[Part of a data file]
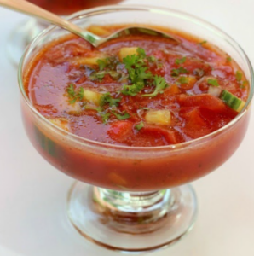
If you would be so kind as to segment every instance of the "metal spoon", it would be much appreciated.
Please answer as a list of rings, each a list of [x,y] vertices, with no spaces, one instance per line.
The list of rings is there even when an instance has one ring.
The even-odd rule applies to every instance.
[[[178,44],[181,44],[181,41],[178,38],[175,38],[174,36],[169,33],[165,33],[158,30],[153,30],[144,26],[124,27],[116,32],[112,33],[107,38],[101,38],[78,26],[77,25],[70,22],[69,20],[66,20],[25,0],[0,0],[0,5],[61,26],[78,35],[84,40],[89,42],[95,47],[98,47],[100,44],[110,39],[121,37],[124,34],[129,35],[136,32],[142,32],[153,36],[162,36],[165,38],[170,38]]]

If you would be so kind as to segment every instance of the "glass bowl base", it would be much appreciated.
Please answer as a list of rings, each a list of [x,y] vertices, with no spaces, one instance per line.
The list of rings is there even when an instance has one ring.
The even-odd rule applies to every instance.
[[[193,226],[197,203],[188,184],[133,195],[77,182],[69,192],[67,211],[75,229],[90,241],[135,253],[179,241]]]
==
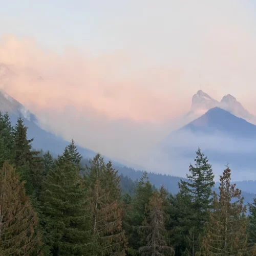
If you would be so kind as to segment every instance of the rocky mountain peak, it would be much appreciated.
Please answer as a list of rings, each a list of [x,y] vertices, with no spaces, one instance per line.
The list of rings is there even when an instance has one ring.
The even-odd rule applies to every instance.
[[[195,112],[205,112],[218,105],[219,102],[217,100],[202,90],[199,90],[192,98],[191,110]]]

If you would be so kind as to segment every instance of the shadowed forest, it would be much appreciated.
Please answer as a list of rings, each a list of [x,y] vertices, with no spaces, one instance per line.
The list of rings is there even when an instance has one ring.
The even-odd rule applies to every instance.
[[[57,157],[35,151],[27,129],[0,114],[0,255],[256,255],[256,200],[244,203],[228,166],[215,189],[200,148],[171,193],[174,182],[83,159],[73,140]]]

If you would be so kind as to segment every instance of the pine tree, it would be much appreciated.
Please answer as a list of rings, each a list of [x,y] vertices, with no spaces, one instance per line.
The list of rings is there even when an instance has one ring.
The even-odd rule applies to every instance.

▶ [Problem to solve]:
Pull out every line in the rows above that contains the word "kind". Case matters.

▶ [Task output]:
If you would be so kind as to segment every instance of the "metal spoon", it would be much appreciated.
If you would be so kind as to segment every instance of the "glass bowl base", it would be much appreciated.
If you would be so kind as to segment every instance of the rocky mountain peak, it would be much appreciated.
If you would be so kind as to segment every instance of the shadowed forest, it would be much appreciated.
If you would be so kind as to segment every instance of the pine tree, it would be much appreciated.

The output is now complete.